* Reading text *
In 2002, the mill complex was sold to a real estate developer. Most of the silos were demolished and the 'small packaged flour' warehouse was left standing. The solo-standing warehouse, looming dramatically in the middle of an empty field of rubble like a island rising from the depths of the sea, gave the arts center its name. The remnants of Suzhou Creek's heritage was defended by architects and university professors, and island6 became part of the area's historical heritage architecture.
The warehouse was rented out to Thomas Charvériat, Margherita Salmaso, Zheng Guoyang and Kang Jingfang in 2006. Charvériat registered island6 Arts Center Ltd in Hong Kong in March 2006. On April 1st 2006, the art center's first exhibition "Invisible Layers, Electric Cities", curated by Allard van Hoorn and Margherita Salmaso, opened its doors to the public. From June 2006 to June 2008, Charvériat assumed the direction of the space.
In June 2007, Zane Mellupe joined the center as creative director. Under the artistic direction of Charvériat and Mellupe, island6 established itself as a conduit of experimental collaboration, intercultural dialogue and laboratorium of contemporary artistic practice. An amalgamation of over two hundred international conceptual artists working in concert fostered cross-cultural artistic efforts between Eastern and Western cultures and created a dramatic movement which contrasted with other neighboring art centers.
Following an eviction notice by real estate developers in June 2008, island6 occupied a tea factory on 1300 Jun Gong Road north of the Bund on the Huangpu river. The arts center remained in the 2500sqm space from May 2008 to October 2008, when it moved to its current location in m50 as a result of a collaboration with ifa Gallery.
Development of island6 and the move to its current location on m50
The m50 district (located at 31.247841°N 121.449316°E) is found along the shores of the historic Suzhou River at the heart of a former textile factory in the north west of Shanghai. The shores of the river are lined with turn of the century factories, mills, warehouses, ancient quays and modern barges which create a striking contrast with the ultra-modern horizon of condominiums and skyscrapers behind it. m50 has become the first and most dynamic art district in Shanghai.
Collaboration with ifa Gallery
After a series of experimental exhibitions staged in collaboration with ifa Gallery, the island6 Lab relocated to the interior of the m50 compound in September 2008. The new island6 space was aimed at the promotion of new and emergent artists from across the PRC. Following a recent merger and series of interim exhibitions between ifa Gallery and island6, the converted space, designed by French architect Philippe Diani, has undergone complete modern renovations while keeping the historic traits of the site itself intact. island6 and ifa Gallery collaborated until January 2009.
Development of the island6 space
The interior of the new island6 space is a juxtaposition of the new and old, reflecting the erosion and vanishing of local cultural and societal traits amidst the current wave of change which has swept and transformed the city of Shanghai over the past two decades. Located on the second floor of the no. 6 Building of the m50 compound, the interior reveals an exacting attention to detail and spatial renovations following the entire renewal of the exterior facade of the structure in recent years.

* Tasks to complete *
• 1. In the island6 history, who designed the converted space in the m50 compound?
• 2. Gather every line of the records that contains the string "flowing".
The records and the island6 history come from separate, unrelated sources.

* Records to process *

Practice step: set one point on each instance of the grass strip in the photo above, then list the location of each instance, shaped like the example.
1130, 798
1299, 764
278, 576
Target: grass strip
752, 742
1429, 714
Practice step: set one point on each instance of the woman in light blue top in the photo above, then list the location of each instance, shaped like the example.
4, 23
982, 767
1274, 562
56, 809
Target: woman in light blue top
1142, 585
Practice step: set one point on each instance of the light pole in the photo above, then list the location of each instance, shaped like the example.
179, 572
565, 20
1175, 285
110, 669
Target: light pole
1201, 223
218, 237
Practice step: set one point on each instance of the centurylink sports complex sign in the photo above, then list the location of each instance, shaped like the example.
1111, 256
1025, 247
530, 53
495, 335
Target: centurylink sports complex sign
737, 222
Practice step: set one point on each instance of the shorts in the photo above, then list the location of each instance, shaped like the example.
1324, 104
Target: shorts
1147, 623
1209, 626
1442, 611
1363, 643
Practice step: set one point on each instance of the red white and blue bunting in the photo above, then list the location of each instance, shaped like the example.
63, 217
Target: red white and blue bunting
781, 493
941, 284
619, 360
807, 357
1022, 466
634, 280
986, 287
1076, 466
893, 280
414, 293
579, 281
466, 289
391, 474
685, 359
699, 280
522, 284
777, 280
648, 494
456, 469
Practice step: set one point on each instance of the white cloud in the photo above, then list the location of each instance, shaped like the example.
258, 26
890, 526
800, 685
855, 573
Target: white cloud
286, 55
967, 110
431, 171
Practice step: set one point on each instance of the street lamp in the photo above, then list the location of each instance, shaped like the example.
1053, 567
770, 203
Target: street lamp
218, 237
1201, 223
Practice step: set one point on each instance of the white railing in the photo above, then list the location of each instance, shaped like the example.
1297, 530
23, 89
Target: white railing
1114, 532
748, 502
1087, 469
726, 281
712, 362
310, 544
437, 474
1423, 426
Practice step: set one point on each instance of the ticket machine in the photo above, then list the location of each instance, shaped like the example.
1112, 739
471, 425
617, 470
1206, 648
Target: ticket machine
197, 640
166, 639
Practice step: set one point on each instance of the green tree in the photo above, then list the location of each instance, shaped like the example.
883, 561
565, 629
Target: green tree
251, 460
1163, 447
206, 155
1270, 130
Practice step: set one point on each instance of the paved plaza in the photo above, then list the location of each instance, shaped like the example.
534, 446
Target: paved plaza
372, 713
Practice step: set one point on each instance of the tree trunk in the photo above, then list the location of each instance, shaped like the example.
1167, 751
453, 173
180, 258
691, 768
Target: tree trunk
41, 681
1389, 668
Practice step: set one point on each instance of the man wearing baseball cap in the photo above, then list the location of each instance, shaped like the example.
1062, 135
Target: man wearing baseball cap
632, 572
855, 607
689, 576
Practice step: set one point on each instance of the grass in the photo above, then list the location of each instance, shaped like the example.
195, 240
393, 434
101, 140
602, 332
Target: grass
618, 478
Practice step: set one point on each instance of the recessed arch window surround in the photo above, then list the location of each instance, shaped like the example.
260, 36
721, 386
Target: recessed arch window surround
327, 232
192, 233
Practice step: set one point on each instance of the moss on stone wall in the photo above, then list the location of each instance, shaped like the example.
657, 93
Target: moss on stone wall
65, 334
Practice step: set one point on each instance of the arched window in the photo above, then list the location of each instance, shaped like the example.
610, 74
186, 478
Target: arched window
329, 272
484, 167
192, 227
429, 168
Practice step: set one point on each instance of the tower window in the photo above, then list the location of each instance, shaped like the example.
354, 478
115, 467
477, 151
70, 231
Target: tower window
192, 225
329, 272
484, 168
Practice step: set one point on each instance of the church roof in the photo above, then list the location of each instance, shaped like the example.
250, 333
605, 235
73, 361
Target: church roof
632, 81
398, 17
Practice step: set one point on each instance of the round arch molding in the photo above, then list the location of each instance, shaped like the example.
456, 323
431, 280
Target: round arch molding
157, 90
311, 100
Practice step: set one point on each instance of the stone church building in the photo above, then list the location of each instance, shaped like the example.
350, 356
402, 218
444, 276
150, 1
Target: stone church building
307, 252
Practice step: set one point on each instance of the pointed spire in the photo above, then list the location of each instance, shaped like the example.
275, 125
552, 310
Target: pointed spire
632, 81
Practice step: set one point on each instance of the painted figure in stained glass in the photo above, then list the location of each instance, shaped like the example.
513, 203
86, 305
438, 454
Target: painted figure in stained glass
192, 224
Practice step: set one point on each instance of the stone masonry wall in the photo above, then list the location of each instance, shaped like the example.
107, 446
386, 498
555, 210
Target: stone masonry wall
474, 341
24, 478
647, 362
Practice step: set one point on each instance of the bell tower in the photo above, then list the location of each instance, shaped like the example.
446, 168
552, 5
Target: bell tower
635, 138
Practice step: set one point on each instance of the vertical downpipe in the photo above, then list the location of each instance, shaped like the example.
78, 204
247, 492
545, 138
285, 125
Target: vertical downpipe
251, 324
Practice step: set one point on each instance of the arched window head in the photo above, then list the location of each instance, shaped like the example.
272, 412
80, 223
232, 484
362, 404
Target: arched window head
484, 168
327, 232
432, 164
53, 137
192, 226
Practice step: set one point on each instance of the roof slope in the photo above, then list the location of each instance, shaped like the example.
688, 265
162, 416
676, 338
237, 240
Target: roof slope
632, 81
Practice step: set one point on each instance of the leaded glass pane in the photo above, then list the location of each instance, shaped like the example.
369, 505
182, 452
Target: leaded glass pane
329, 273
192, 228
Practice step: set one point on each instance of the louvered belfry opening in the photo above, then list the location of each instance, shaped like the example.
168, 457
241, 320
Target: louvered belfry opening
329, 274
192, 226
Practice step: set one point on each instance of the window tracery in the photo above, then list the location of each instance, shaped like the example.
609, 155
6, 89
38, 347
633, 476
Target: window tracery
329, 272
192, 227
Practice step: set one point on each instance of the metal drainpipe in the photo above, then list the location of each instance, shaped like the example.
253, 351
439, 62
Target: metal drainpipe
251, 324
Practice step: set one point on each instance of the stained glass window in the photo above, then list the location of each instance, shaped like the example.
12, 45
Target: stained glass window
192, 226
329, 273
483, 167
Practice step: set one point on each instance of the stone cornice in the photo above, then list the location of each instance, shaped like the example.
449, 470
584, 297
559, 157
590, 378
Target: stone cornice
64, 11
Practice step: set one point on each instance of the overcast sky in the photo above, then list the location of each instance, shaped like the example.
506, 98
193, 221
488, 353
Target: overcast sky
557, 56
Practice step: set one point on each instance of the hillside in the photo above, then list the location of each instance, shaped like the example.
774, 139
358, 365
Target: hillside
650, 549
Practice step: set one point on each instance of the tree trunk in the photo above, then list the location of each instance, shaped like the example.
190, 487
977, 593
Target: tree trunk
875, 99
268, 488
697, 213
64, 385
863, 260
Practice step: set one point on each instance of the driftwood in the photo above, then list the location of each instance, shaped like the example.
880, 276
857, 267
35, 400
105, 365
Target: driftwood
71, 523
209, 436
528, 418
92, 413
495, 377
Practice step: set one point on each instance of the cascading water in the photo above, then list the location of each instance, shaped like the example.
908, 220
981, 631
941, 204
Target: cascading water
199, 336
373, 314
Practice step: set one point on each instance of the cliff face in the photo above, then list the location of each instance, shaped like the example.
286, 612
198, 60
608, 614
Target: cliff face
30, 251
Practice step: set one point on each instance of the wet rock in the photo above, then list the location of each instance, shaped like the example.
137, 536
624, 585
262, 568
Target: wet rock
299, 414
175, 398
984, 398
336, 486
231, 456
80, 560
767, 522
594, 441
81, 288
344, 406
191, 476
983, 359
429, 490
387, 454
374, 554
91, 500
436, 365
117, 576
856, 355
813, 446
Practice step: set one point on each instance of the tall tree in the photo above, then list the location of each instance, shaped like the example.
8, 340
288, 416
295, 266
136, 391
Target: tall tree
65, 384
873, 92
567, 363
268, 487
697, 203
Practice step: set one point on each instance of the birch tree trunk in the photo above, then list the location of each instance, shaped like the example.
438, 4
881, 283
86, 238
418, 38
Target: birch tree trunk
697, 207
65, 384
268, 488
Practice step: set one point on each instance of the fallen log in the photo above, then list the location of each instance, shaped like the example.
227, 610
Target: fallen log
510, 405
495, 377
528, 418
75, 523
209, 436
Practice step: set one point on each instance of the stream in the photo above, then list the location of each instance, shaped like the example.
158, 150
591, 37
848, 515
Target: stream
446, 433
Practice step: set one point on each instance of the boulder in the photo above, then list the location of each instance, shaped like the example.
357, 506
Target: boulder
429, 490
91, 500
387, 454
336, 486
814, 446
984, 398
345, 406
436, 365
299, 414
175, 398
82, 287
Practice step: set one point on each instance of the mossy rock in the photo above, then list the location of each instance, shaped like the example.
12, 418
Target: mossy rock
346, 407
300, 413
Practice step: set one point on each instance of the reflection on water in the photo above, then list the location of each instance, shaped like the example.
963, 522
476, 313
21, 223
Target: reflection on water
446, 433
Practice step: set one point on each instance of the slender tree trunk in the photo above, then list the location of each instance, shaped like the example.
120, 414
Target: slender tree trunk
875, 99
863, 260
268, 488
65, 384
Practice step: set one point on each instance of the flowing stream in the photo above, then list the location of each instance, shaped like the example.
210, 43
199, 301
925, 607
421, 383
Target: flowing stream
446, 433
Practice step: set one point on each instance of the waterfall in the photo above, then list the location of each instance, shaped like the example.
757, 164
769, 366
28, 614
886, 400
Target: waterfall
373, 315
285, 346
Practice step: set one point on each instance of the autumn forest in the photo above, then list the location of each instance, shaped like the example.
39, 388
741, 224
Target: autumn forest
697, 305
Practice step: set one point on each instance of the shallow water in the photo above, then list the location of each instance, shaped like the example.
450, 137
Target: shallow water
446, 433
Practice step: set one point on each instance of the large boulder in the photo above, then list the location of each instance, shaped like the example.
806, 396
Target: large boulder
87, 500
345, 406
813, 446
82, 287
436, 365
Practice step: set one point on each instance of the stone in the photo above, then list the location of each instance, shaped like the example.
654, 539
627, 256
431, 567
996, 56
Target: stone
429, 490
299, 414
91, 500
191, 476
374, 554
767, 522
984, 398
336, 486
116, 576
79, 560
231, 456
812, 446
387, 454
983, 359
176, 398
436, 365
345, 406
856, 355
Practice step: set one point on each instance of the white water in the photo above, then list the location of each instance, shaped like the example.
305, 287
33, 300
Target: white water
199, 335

* Full answers *
• 1. French architect Philippe Diani designed it.

• 2.
Practice step: set one point on each instance of the flowing stream in the photo above, then list the location of each instance, shaped like the example.
Target: flowing stream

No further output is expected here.